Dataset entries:
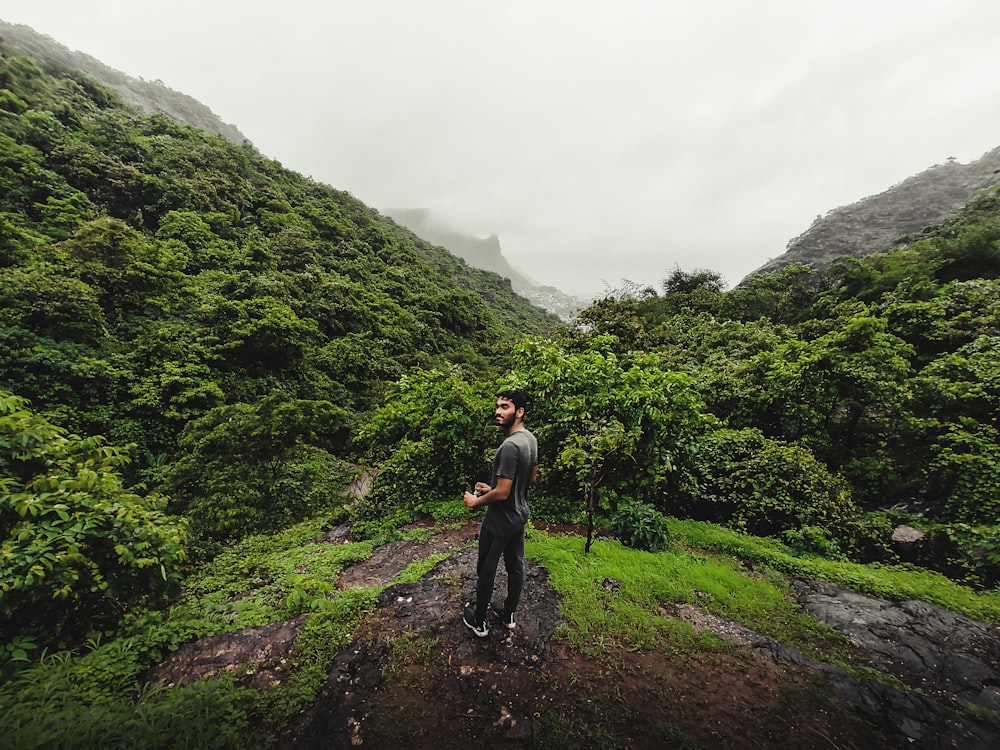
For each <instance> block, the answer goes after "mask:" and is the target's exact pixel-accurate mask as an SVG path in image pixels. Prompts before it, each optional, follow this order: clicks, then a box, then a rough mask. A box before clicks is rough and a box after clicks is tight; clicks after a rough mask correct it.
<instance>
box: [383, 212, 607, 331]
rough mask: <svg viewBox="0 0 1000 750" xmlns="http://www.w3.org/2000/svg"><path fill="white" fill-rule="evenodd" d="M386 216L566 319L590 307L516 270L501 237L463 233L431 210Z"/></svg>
mask: <svg viewBox="0 0 1000 750" xmlns="http://www.w3.org/2000/svg"><path fill="white" fill-rule="evenodd" d="M383 213H384V214H385V215H386V216H388V217H389V218H391V219H392V220H393V221H395V222H396V223H397V224H401V225H402V226H404V227H406V228H407V229H409V230H410V231H411V232H413V233H414V234H415V235H417V236H418V237H422V238H423V239H425V240H427V241H428V242H431V243H433V244H435V245H440V246H441V247H443V248H445V249H446V250H448V251H449V252H450V253H452V254H453V255H457V256H458V257H459V258H461V259H462V260H464V261H465V262H466V263H468V264H469V265H470V266H473V267H475V268H480V269H482V270H484V271H493V272H494V273H496V274H499V275H500V276H503V277H504V278H506V279H510V284H511V287H512V288H513V289H514V291H515V292H517V293H518V294H520V295H521V296H523V297H526V298H527V299H528V300H530V301H531V302H532V303H533V304H535V305H538V306H539V307H541V308H543V309H545V310H548V311H549V312H553V313H555V314H556V315H558V316H560V317H561V318H563V319H564V320H565V319H568V318H571V317H572V316H573V315H575V314H576V312H577V311H578V310H580V309H582V308H584V307H586V305H587V303H585V302H584V301H582V300H580V299H577V298H576V297H573V296H571V295H569V294H566V293H564V292H561V291H560V290H558V289H555V288H553V287H551V286H543V285H541V284H539V283H538V282H537V281H534V280H533V279H531V278H529V277H528V276H527V275H526V274H525V273H524V272H523V271H521V270H519V269H517V268H514V266H512V265H511V264H510V262H509V261H508V260H507V259H506V258H505V257H504V255H503V250H502V249H501V248H500V237H499V236H498V235H496V234H490V235H489V236H487V237H474V236H472V235H468V234H463V233H462V232H459V231H458V230H456V229H454V228H451V227H448V226H447V225H445V224H444V223H442V222H441V221H439V220H438V219H437V217H435V216H434V215H433V213H432V212H431V210H430V209H428V208H390V209H385V210H384V211H383Z"/></svg>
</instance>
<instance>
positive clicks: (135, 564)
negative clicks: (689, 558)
mask: <svg viewBox="0 0 1000 750" xmlns="http://www.w3.org/2000/svg"><path fill="white" fill-rule="evenodd" d="M998 272H1000V192H998V190H997V189H996V188H993V189H990V190H987V191H984V192H983V193H982V194H981V195H980V196H979V197H978V198H977V199H976V200H975V201H973V202H972V203H971V204H970V205H969V206H968V208H967V210H966V211H964V212H963V213H962V214H960V215H958V216H956V217H955V218H954V219H952V220H950V221H948V222H946V223H945V224H943V225H941V226H938V227H931V228H928V229H927V230H926V231H925V232H923V233H922V234H921V235H920V236H919V237H914V238H910V239H909V241H908V242H906V243H905V244H902V245H901V246H900V247H899V248H897V249H895V250H892V251H890V252H886V253H883V254H880V255H875V256H871V257H868V258H864V259H851V258H845V259H843V260H842V261H840V262H838V263H836V264H835V265H834V266H833V268H832V269H831V270H829V271H828V272H826V273H823V274H818V273H814V272H812V271H811V270H810V269H809V268H808V267H802V266H793V267H788V268H785V269H782V270H780V271H777V272H775V273H771V274H767V275H762V276H756V277H752V278H750V279H748V280H747V281H746V282H745V283H744V284H742V285H740V286H739V287H737V288H735V289H732V290H729V291H726V290H725V285H724V284H723V283H722V280H721V279H720V277H719V276H718V275H717V274H715V273H714V272H712V271H711V270H706V269H695V270H693V271H682V270H680V269H675V270H674V271H673V272H672V273H670V274H668V275H667V276H666V278H665V279H663V280H662V282H659V283H660V287H659V288H656V287H654V286H644V287H641V289H640V287H638V286H629V285H626V286H625V287H624V288H623V289H620V290H617V291H615V292H613V293H609V294H608V295H607V297H606V298H605V299H602V300H600V301H598V302H595V303H594V304H593V305H592V306H591V307H590V308H588V309H586V310H584V311H582V312H581V313H580V314H579V316H578V317H577V319H576V320H574V321H573V322H572V323H569V324H563V323H560V322H559V321H558V320H557V319H556V318H555V317H554V316H551V315H548V314H546V313H545V312H543V311H541V310H539V309H537V308H534V307H532V306H531V305H530V304H529V303H528V302H527V301H526V300H524V299H522V298H520V297H519V296H517V295H516V294H514V293H513V291H512V290H511V286H510V282H509V281H507V280H505V279H502V278H501V277H499V276H497V275H496V274H492V273H489V272H484V271H479V270H476V269H473V268H471V267H469V266H468V265H467V264H465V263H464V262H463V261H461V260H459V259H457V258H455V257H454V256H452V255H451V254H449V253H448V252H447V251H446V250H444V249H443V248H440V247H436V246H433V245H431V244H429V243H427V242H425V241H423V240H421V239H419V238H418V237H416V236H414V235H413V234H412V233H410V232H409V231H407V230H405V229H403V228H401V227H399V226H398V225H396V224H395V223H394V222H392V221H391V220H388V219H386V218H384V217H382V216H380V215H379V214H378V213H377V212H376V211H374V210H372V209H370V208H369V207H367V206H365V205H364V204H363V203H361V202H360V201H358V200H356V199H354V198H353V197H352V196H350V195H349V194H347V193H344V192H342V191H338V190H336V189H334V188H332V187H330V186H327V185H323V184H319V183H316V182H314V181H312V180H310V179H307V178H305V177H303V176H301V175H298V174H296V173H294V172H291V171H289V170H286V169H284V168H282V167H281V166H280V164H278V163H277V162H275V161H273V160H269V159H265V158H263V157H261V156H260V155H259V154H258V153H257V152H256V151H255V150H254V149H253V147H252V146H251V145H250V144H246V143H245V144H233V143H231V142H228V141H226V140H224V139H222V138H221V137H218V136H214V135H210V134H207V133H205V132H203V131H200V130H197V129H194V128H191V127H185V126H182V125H179V124H177V123H175V122H173V121H171V120H169V119H167V118H165V117H162V116H155V115H154V116H143V115H140V114H138V113H137V112H135V111H133V110H131V109H130V108H128V107H127V106H126V105H125V104H123V103H122V102H121V101H120V100H119V99H118V98H117V97H116V96H115V95H114V94H113V93H112V92H111V91H109V90H107V89H105V88H103V87H102V86H100V85H99V84H97V83H95V82H94V81H93V80H90V79H88V78H87V77H85V76H83V75H82V74H80V73H78V72H76V71H73V70H68V69H63V68H60V67H59V66H57V65H51V64H49V65H41V64H39V63H38V62H36V61H35V60H33V59H32V58H30V57H29V56H27V55H25V54H24V53H22V52H19V51H18V50H16V49H13V48H10V47H4V46H2V45H0V553H2V558H0V562H2V564H0V625H2V626H3V628H4V630H5V631H7V632H8V633H10V634H13V635H8V639H7V641H6V642H7V644H8V653H17V654H21V653H22V652H23V649H22V648H21V647H20V646H16V645H15V646H11V644H17V643H27V642H34V643H45V644H49V643H57V642H58V643H63V644H71V643H73V642H74V639H77V641H78V640H79V639H80V638H83V637H84V636H86V634H87V633H88V632H91V631H92V630H93V629H94V628H99V627H114V623H115V622H117V621H118V620H119V619H120V618H121V617H122V616H123V613H124V612H127V611H131V609H132V608H135V607H150V608H154V609H155V608H156V607H157V606H160V605H161V604H162V603H163V602H164V601H167V600H168V599H169V597H170V596H172V595H173V593H174V592H175V591H176V589H177V584H178V582H179V581H180V580H182V579H183V576H184V575H185V572H186V571H187V570H189V569H190V566H191V565H192V564H197V563H198V562H199V561H203V560H206V559H209V558H211V557H213V556H214V555H216V554H218V553H219V552H220V551H221V550H223V549H225V547H226V545H227V544H229V543H231V542H233V541H234V540H239V539H243V538H246V537H247V536H248V535H251V534H256V533H267V532H275V531H278V530H280V529H283V528H286V527H288V526H290V525H292V524H294V523H296V522H299V521H302V520H304V519H313V518H323V519H326V522H328V523H329V524H334V523H343V522H346V523H349V524H351V528H352V532H353V533H354V534H355V536H356V537H357V538H366V537H368V538H375V537H379V536H383V537H384V536H385V535H389V534H391V533H392V531H393V529H395V528H396V527H398V526H399V525H400V524H403V523H406V522H408V521H413V520H416V519H418V518H420V517H421V516H423V515H426V514H431V515H434V516H436V517H439V518H445V517H449V516H454V515H455V514H461V513H462V512H464V511H463V510H462V509H461V508H460V507H459V506H460V504H459V503H457V502H456V499H457V497H458V496H459V495H460V493H461V490H462V489H463V488H464V487H465V486H467V484H468V482H469V481H471V480H472V479H473V478H476V477H480V476H481V475H482V473H483V472H484V471H485V469H486V467H487V466H488V464H489V456H490V454H491V451H492V449H493V447H494V446H495V445H496V442H497V438H498V436H497V434H496V432H495V427H493V426H492V425H491V424H490V422H489V420H488V417H489V414H490V410H491V403H492V399H493V398H494V394H495V393H496V392H497V391H498V390H499V389H501V388H503V387H509V386H518V387H521V388H524V389H526V390H527V391H528V392H529V394H530V395H531V403H530V405H529V413H528V424H529V426H530V427H531V429H532V430H534V431H535V432H536V435H537V436H538V438H539V443H540V446H541V454H540V458H541V478H540V481H539V484H538V487H537V489H536V493H535V497H534V501H533V503H534V505H533V507H534V513H535V515H536V517H537V518H539V519H552V520H562V521H571V522H580V521H582V520H587V521H588V522H589V523H590V524H591V525H593V524H594V523H597V524H601V523H607V524H610V525H611V526H612V527H615V528H617V529H618V530H619V531H618V533H619V536H621V537H622V538H625V537H626V536H632V537H634V538H635V539H639V538H640V537H641V536H642V534H638V533H634V534H629V533H628V527H629V525H631V526H632V527H633V528H632V530H633V531H635V528H634V527H635V526H636V525H637V524H646V523H647V522H648V526H644V528H645V529H646V531H648V532H649V533H648V534H647V535H646V539H645V542H646V543H647V547H648V548H655V546H656V542H657V540H656V539H655V538H652V537H655V535H656V533H658V532H657V529H660V528H662V527H661V526H660V525H658V524H657V523H656V519H657V518H661V517H663V516H675V517H679V518H692V519H700V520H706V521H712V522H715V523H720V524H725V525H729V526H730V527H732V528H734V529H738V530H741V531H744V532H748V533H753V534H758V535H767V536H771V537H773V538H774V539H776V540H778V541H780V542H781V543H783V544H786V545H788V546H789V547H790V548H791V549H793V550H795V551H797V552H800V553H802V554H808V555H819V556H826V557H831V558H837V559H852V560H857V561H861V562H880V563H886V564H892V563H906V564H916V565H922V566H927V567H930V568H934V569H936V570H939V571H942V572H945V573H946V574H948V575H950V576H952V577H953V578H955V579H956V580H959V581H962V582H965V583H968V584H971V585H974V586H977V587H995V586H996V585H997V584H998V582H1000V567H998V566H1000V468H998V467H1000V434H998V418H1000V330H998V327H1000V322H998V321H1000V315H998V313H1000V281H998V276H1000V273H998ZM362 471H364V472H366V476H368V477H370V478H371V490H370V491H369V492H368V493H367V495H366V496H365V497H364V498H363V499H361V500H360V501H359V502H357V503H353V502H352V501H351V498H350V497H349V496H348V495H347V494H346V493H345V487H346V486H347V485H348V483H349V482H351V481H352V480H353V479H355V478H356V477H357V476H358V474H359V473H360V472H362ZM623 518H625V519H631V520H630V521H628V522H626V523H623V522H622V521H621V519H623ZM902 525H906V526H910V527H912V528H915V529H917V530H918V531H919V532H920V533H922V534H923V535H924V536H923V538H922V539H921V540H920V542H919V543H917V544H909V545H907V546H900V545H898V544H896V543H894V542H893V540H892V531H893V529H895V528H897V527H900V526H902ZM650 535H652V536H650ZM15 614H16V617H15ZM15 621H16V624H15ZM18 638H20V639H22V640H17V639H18ZM23 639H28V640H27V641H25V640H23Z"/></svg>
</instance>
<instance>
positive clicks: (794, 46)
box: [0, 0, 1000, 296]
mask: <svg viewBox="0 0 1000 750" xmlns="http://www.w3.org/2000/svg"><path fill="white" fill-rule="evenodd" d="M0 18H2V19H3V20H5V21H7V22H9V23H23V24H26V25H28V26H30V27H32V28H33V29H35V31H38V32H40V33H43V34H47V35H49V36H51V37H52V38H53V39H55V40H56V41H58V42H60V43H62V44H64V45H66V46H67V47H69V48H70V49H74V50H79V51H81V52H85V53H87V54H89V55H91V56H93V57H95V58H97V59H98V60H100V61H101V62H103V63H105V64H106V65H109V66H110V67H112V68H115V69H117V70H120V71H123V72H125V73H127V74H129V75H132V76H134V77H142V78H145V79H147V80H156V79H159V80H161V81H163V83H165V84H166V85H167V86H169V87H170V88H172V89H175V90H176V91H180V92H183V93H185V94H188V95H190V96H193V97H194V98H195V99H197V100H199V101H200V102H202V103H203V104H205V105H206V106H208V107H209V108H211V109H212V111H214V112H215V113H216V114H217V115H218V116H219V117H220V118H221V119H222V120H224V121H226V122H230V123H233V124H234V125H236V126H237V127H238V128H239V129H240V130H241V131H242V132H243V133H244V134H245V135H246V136H247V137H248V138H249V139H250V140H251V141H252V142H253V143H254V144H255V145H256V146H257V148H258V149H260V151H261V152H262V153H263V154H265V155H267V156H270V157H272V158H275V159H277V160H278V161H279V162H281V163H282V164H283V165H284V166H286V167H288V168H291V169H294V170H296V171H299V172H302V173H303V174H306V175H309V176H312V177H313V178H314V179H316V180H318V181H320V182H324V183H328V184H330V185H332V186H334V187H336V188H338V189H341V190H346V191H349V192H350V193H352V194H353V195H355V196H357V197H358V198H360V199H361V200H363V201H364V202H365V203H367V204H369V205H371V206H373V207H375V208H377V209H381V210H387V209H392V208H411V207H412V208H417V207H420V208H428V209H430V210H431V212H432V214H433V215H434V216H436V217H437V218H438V220H440V221H442V222H444V223H446V224H447V225H449V226H450V227H452V228H454V229H457V230H460V231H463V232H467V233H469V234H475V235H480V236H486V235H488V234H494V233H495V234H497V235H499V237H500V243H501V246H502V248H503V252H504V255H505V256H507V258H508V259H509V260H510V261H511V262H512V263H513V264H514V265H515V266H518V267H519V268H521V269H522V270H523V271H525V272H526V273H527V274H528V275H529V276H531V277H532V278H534V279H535V280H537V281H539V282H542V283H545V284H551V285H553V286H556V287H558V288H560V289H562V290H564V291H566V292H570V293H575V294H578V295H580V296H590V295H593V294H599V293H600V292H602V291H604V290H606V289H607V288H608V287H611V288H615V287H619V286H621V284H622V282H623V280H629V281H633V282H636V283H639V284H641V285H643V286H645V285H652V286H655V287H659V285H660V282H661V281H662V280H663V278H664V277H665V276H666V275H667V274H668V273H669V272H670V271H671V270H672V269H673V268H674V267H675V266H679V267H680V268H681V269H683V270H693V269H695V268H707V269H710V270H713V271H717V272H719V273H720V274H722V276H723V277H724V278H725V279H726V281H727V282H728V283H729V284H730V285H732V284H735V283H737V282H739V280H740V279H741V278H743V276H745V275H746V274H747V273H749V272H751V271H753V270H754V269H756V268H758V267H759V266H761V265H762V264H763V263H764V262H766V261H767V260H768V259H769V258H771V257H774V256H777V255H780V254H782V253H783V252H784V250H785V246H786V243H787V242H788V241H789V240H790V239H791V238H793V237H794V236H796V235H798V234H800V233H801V232H803V231H804V230H805V229H807V228H808V227H809V225H810V224H811V223H812V221H813V219H814V218H815V217H816V216H817V215H818V214H823V213H826V212H827V211H829V210H831V209H834V208H837V207H838V206H842V205H846V204H849V203H853V202H854V201H856V200H858V199H860V198H863V197H865V196H868V195H872V194H875V193H879V192H882V191H883V190H885V189H886V188H888V187H890V186H891V185H893V184H895V183H897V182H900V181H902V180H903V179H905V178H907V177H909V176H911V175H913V174H916V173H918V172H920V171H922V170H924V169H926V168H928V167H930V166H933V165H934V164H940V163H943V162H944V161H946V160H947V159H948V158H950V157H955V158H957V159H958V160H959V161H960V162H968V161H971V160H973V159H977V158H979V157H980V156H982V155H983V154H984V153H985V152H986V151H989V150H991V149H993V148H995V147H997V146H1000V128H998V126H997V124H998V123H1000V2H997V1H996V0H839V2H832V1H831V0H753V2H751V1H750V0H645V1H643V0H491V1H489V2H486V1H483V0H283V1H280V2H274V1H271V2H266V3H265V2H259V1H258V0H243V1H242V2H238V1H235V0H198V1H197V2H195V1H194V0H169V2H167V1H164V0H3V2H2V4H0Z"/></svg>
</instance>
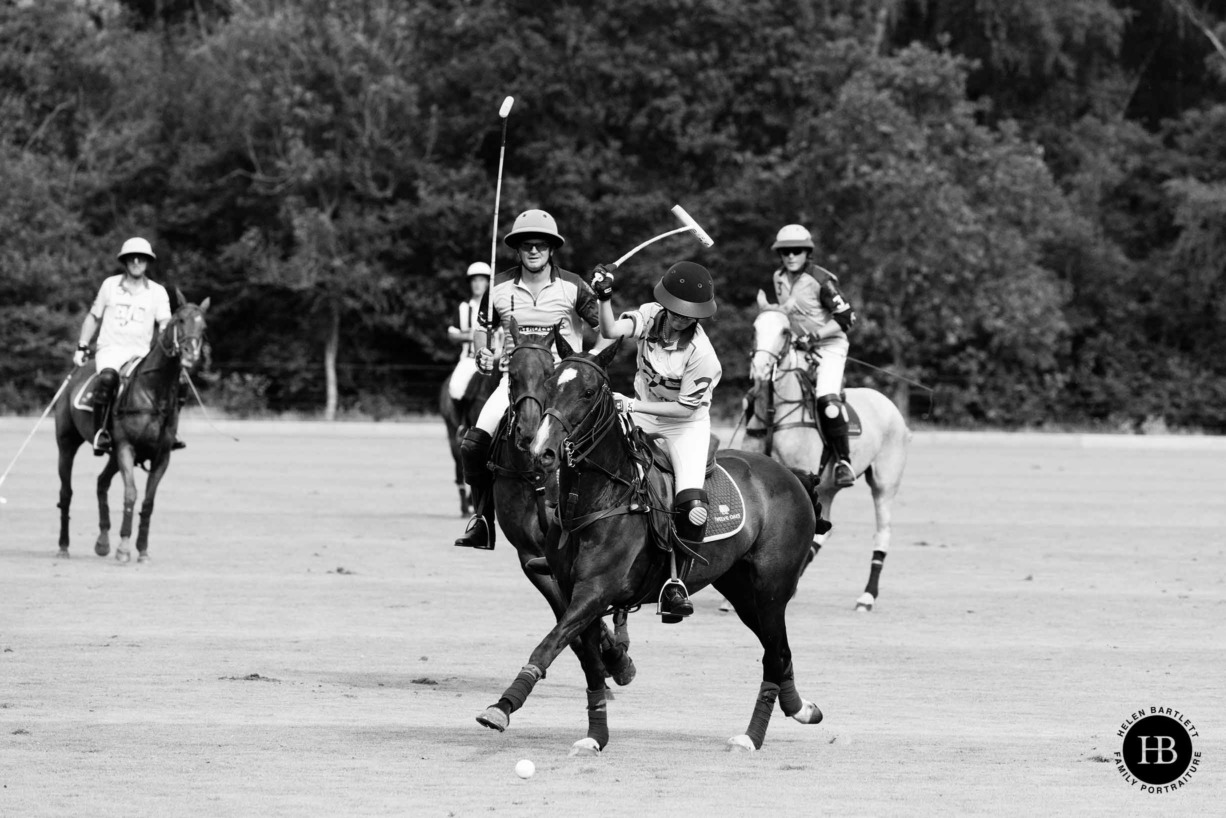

▶ WHAT YOU SHOULD DO
Reproduce the rows from their beginning through the line containing "rough mask: <svg", with every occurrence of "rough mask" replaced by "coarse mask" and all else unchanged. Omit the pictures.

▶ THE ANSWER
For each <instance> block, the answer goes after "mask:" and is the target's exact pixel-accurate mask as an SVG path in image pixels. Prompts before it, each optional, follow this order: clicks, then a box, then a coarse mask. A box before clicks is rough and a box after clicks is tight; clicks after a coarse mask correct it.
<instance>
box: [383, 212, 607, 331]
coarse mask: <svg viewBox="0 0 1000 750" xmlns="http://www.w3.org/2000/svg"><path fill="white" fill-rule="evenodd" d="M386 216L566 319L590 307L516 270L501 237L463 233L431 210Z"/></svg>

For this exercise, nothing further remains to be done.